- **Aufgabenstellung**: Übersetzen Sie diesen Satz aus dem Text über die Spielervorstellung ins Englische: „Die ganze Vorstellung zog sich zwanzig Minuten hin, aber mit der nahtlosen Einbindung von OutKast und der Spieler-Vorstellung, war das eine höchst geschmeidige Geschichte.“

Im Staples-Center von L.A, auf dem Feld eine kleine „Theater“-Bühne aufgebaut. Outkast treten auf, spielen live. Big Boi an der Seite mit einem(?) Turntable, Andre3000 singt, umringt von 5-6 Tänzerinnen. „Hey Ya“. Es klingt live am Anfang etwas zum Zehennägel aufklappen, aber dann groovt man sich ein.
Dann hört Andre3000 auf zu singen, der „Hey Ya“-Beat läuft weiter, eine sonore Stimme aus dem Off stellt die Trainer vor und dann werden die Spieler der Ostküste präsentiert. Einer nach dem anderen kommt hinter dem Vorhang der Theaterkulisse hervor und geht, rennt, läuft, schlürft einen kleinen Steg herunter, lässt sich von hunderten von Kids abklatschen. Der „Hey Ya“-Beat ist weiterhin untergelegt. Viele Spieler können vor Coolness und Slickness kaum laufen, gehen als ob sie Brandblasen an den Sohlen hätten.
Mit einem Mal steht der kleine, zerbrechliche Allen Iverson da, mit seiner typischen Unterarmmanschette. Steht regungslos da. Es dauert 3 Sekunden nach der Vorstellung, ehe er fast arrogant den rechten Arm hebt und dann auf den Steg geht. Der Mann der dieser Woche zu einer Bestrafung durch seinen neuen Coach meinte: „und dann hatte ich ein Treffen mit dem Typen, den ich kaum kannte und der mir eine Strafe aufbrummte
Dann kommen Outkast wieder zurück. Diesmal mit Big Boi und Andre3000 auf der Bühne und 5-6 B-Boys als „Cheerleader“. Nun wird „The way you move“ von Big Bois „Speakerboxxx“ gesungen, das ebenfalls seine Zeit braucht um dann allerfürchterlichst in die Beine zu gehen.
Wieder bleibt der Beat stehen, diesmal werden die Trainer und Spieler aus der Westküste vorgestellt. Dirk Nowitzki als erster, steht verunsichert da, grüßt zaghaft jemanden halbrechts, eher auf den Steg geht.
Aber keiner, keiner kam an „Mr. Smooth“ Shaq O'Neal heran. Er steht mit einem Mal da, 2m20 oder so, um die 120kg, lässt den Jubel etwas verebben, ehe er lässig das Victory-Zeichen zeigt, während „The way you move“ im Hintergrund groovt. Und dann geht er mit einer fabulösen, dahingerotzten Lässigkeit runter, so etwas ist groß. Groß. Soviel Aura kriegen 98% aller Schauspieler während ihrer ganzen Karriere nicht gebacken.
Die ganze Vorstellung zog sich zwanzig Minuten hin, aber mit der nahtlosen Einbindung von OutKast und der Spieler-Vorstellung, war das eine höchst geschmeidige Geschichte.

Dienstag, 17. Februar 2004

[19h22] Politics -- Im Blog des Hamburger SPD-Spitzenkandidaten für die Bürgerschaftwahl Thomas Mirow macht man sich heute über Ole von Beust lustig. Der amtierende Bürgermeister weigerte sich während eines Radiointerviews der hiesigen Schlagerwelle sich an einem Lügendetektor anschliessen zu lassen: "Ole kneift vor dem Lügendetektor"

- **Gegebene Daten**:
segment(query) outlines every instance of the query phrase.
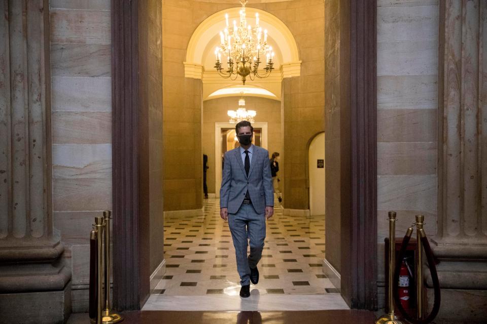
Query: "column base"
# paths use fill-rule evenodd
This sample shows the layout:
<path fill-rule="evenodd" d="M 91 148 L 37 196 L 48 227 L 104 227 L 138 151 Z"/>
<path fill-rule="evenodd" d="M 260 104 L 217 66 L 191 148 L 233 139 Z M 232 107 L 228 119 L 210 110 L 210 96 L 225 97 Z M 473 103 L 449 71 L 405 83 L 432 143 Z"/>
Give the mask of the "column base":
<path fill-rule="evenodd" d="M 433 307 L 433 290 L 427 289 L 428 310 Z M 441 289 L 440 311 L 433 321 L 442 324 L 487 322 L 487 290 Z"/>
<path fill-rule="evenodd" d="M 435 256 L 440 260 L 436 268 L 441 295 L 439 312 L 434 321 L 487 322 L 487 246 L 475 241 L 470 245 L 432 241 Z M 429 271 L 427 268 L 425 271 L 428 309 L 431 309 L 434 291 Z"/>
<path fill-rule="evenodd" d="M 71 282 L 62 290 L 0 294 L 3 323 L 63 324 L 71 313 Z"/>

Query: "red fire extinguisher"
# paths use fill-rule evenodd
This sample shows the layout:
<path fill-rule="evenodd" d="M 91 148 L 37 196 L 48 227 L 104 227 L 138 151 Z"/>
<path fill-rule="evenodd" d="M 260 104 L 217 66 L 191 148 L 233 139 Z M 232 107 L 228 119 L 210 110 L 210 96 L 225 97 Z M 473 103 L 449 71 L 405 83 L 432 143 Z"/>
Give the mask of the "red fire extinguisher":
<path fill-rule="evenodd" d="M 401 265 L 401 271 L 399 272 L 399 282 L 398 283 L 399 296 L 401 301 L 401 305 L 405 310 L 409 309 L 409 276 L 407 267 L 404 259 Z"/>

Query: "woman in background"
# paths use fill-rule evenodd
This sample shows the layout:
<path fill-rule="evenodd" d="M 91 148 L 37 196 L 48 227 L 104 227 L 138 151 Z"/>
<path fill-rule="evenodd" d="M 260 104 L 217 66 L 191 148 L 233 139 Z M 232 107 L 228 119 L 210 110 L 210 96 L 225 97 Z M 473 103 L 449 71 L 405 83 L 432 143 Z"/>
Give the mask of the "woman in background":
<path fill-rule="evenodd" d="M 272 153 L 272 157 L 269 160 L 270 163 L 270 173 L 272 176 L 272 184 L 274 185 L 274 192 L 277 196 L 280 202 L 282 202 L 283 198 L 281 196 L 281 190 L 279 190 L 279 178 L 277 178 L 277 172 L 279 171 L 279 153 L 274 152 Z"/>

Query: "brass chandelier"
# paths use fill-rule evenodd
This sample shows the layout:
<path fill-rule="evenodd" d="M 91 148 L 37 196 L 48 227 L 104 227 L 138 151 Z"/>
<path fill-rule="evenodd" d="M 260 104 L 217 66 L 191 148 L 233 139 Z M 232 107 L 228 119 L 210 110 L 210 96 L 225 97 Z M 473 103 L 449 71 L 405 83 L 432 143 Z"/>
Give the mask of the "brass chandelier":
<path fill-rule="evenodd" d="M 242 97 L 238 100 L 238 109 L 236 110 L 227 110 L 227 114 L 230 117 L 229 122 L 236 124 L 242 120 L 247 120 L 251 123 L 254 123 L 257 112 L 255 110 L 248 110 L 246 109 L 244 93 L 240 93 Z"/>
<path fill-rule="evenodd" d="M 215 67 L 225 78 L 235 80 L 240 75 L 245 85 L 247 76 L 253 80 L 256 77 L 263 78 L 270 74 L 274 69 L 274 52 L 272 47 L 267 45 L 267 30 L 263 31 L 259 25 L 259 14 L 255 14 L 256 26 L 253 28 L 247 24 L 245 13 L 247 0 L 242 0 L 240 3 L 242 9 L 238 26 L 234 20 L 233 27 L 229 27 L 228 14 L 225 15 L 226 27 L 220 32 L 220 45 L 215 51 Z M 263 71 L 259 72 L 261 55 L 265 57 L 265 67 Z M 222 64 L 222 56 L 227 57 L 226 70 Z"/>

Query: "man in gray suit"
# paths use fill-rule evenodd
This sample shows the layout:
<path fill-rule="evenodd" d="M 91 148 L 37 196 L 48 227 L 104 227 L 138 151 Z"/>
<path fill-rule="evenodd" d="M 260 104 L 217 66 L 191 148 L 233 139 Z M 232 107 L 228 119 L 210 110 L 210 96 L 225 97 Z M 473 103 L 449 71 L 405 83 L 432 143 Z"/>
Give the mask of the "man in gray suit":
<path fill-rule="evenodd" d="M 228 226 L 242 287 L 240 296 L 250 296 L 250 282 L 259 282 L 257 263 L 265 238 L 265 220 L 274 214 L 274 190 L 269 153 L 252 144 L 254 128 L 246 120 L 235 127 L 240 146 L 225 154 L 220 215 Z M 247 256 L 248 238 L 250 254 Z"/>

- **Lösung**: The whole presentation dragged on for twenty minutes, but with the seamless integration of OutKast and the player introductions, it was an extremely smooth affair.